> [What you should do]: Please pull out every line of the material below that contains the word "Draw", copying each line in full.

Region labeling entries:
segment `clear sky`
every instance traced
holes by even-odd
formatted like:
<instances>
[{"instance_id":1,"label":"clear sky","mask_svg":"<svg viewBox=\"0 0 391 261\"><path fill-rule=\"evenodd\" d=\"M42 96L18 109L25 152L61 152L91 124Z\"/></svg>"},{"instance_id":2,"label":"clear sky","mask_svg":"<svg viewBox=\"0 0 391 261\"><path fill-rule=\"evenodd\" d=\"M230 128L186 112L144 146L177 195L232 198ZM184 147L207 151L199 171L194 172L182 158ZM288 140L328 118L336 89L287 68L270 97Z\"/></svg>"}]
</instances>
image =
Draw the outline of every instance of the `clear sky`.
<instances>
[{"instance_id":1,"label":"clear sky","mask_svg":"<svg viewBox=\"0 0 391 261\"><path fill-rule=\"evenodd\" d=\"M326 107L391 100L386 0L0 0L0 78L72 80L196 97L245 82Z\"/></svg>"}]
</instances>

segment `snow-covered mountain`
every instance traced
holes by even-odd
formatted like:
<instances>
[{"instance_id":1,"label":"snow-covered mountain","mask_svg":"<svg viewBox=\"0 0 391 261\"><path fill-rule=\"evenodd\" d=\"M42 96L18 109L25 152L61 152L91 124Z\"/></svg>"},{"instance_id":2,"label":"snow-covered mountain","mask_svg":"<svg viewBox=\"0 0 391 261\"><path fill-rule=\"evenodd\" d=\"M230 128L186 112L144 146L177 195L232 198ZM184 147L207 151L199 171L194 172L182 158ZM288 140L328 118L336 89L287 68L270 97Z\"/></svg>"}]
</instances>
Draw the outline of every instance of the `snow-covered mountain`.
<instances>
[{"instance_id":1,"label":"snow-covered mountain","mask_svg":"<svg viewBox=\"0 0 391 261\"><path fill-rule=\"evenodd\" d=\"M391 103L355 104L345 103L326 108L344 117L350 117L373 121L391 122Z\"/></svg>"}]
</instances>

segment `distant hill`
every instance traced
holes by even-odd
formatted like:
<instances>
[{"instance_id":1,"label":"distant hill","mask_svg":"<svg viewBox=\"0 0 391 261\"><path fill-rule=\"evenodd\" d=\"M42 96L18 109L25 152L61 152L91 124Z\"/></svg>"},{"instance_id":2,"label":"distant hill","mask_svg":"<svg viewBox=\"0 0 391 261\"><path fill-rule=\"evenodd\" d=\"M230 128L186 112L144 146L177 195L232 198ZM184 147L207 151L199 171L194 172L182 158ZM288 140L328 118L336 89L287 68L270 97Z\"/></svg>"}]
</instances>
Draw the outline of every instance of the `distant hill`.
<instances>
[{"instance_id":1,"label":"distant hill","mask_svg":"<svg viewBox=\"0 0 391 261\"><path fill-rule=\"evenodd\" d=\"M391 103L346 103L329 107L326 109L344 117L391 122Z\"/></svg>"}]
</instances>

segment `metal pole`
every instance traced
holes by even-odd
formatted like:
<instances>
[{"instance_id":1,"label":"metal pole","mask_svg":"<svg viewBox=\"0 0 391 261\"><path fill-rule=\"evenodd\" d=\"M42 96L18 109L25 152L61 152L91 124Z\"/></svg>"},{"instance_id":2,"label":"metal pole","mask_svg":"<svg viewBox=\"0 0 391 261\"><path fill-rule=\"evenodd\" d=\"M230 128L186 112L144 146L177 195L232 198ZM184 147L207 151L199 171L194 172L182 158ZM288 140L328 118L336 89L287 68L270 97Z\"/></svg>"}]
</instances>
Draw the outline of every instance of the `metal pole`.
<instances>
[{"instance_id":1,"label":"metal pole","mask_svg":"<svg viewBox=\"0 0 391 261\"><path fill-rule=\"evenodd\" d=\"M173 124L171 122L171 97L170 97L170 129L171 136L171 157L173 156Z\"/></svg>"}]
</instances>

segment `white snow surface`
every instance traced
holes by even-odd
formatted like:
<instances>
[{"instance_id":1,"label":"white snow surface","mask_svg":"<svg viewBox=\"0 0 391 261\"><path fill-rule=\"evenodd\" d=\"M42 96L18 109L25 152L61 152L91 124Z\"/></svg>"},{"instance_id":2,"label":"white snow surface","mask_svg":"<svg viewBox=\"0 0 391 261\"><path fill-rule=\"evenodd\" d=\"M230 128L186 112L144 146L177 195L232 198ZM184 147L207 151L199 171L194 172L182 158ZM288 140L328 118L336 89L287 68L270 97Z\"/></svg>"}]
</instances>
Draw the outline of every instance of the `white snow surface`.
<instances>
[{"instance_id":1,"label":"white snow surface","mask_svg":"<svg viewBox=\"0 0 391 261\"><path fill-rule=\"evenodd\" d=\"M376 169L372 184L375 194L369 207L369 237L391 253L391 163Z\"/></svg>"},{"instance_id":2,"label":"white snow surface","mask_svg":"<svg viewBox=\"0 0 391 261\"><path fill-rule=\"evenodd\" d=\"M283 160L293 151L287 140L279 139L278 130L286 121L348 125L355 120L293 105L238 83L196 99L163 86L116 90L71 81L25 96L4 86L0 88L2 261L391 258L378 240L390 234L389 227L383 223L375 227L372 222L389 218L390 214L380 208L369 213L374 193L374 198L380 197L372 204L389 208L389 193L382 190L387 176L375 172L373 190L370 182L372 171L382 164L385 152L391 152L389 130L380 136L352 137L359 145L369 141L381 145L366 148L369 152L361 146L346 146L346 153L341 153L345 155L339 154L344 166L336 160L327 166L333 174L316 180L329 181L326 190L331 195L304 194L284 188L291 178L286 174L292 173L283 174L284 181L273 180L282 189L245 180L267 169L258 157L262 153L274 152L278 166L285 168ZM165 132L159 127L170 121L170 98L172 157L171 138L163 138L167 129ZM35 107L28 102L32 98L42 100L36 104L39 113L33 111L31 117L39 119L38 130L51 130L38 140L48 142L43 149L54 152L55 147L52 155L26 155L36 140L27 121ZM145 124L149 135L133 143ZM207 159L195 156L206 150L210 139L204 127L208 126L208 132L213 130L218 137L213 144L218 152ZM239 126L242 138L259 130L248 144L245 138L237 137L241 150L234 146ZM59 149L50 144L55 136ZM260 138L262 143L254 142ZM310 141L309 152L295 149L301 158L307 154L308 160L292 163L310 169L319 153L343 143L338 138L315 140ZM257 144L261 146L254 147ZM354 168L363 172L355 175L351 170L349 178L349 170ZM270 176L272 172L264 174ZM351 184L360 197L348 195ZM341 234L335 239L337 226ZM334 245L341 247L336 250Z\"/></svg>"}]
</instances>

> [Solution for this task]:
Draw the outline of every instance of the `clear sky`.
Draw the outline of every instance of the `snow-covered mountain`.
Draw the outline of every instance of the `distant hill`.
Draw the outline of every instance of the `metal pole`.
Draw the outline of every instance of the `white snow surface`.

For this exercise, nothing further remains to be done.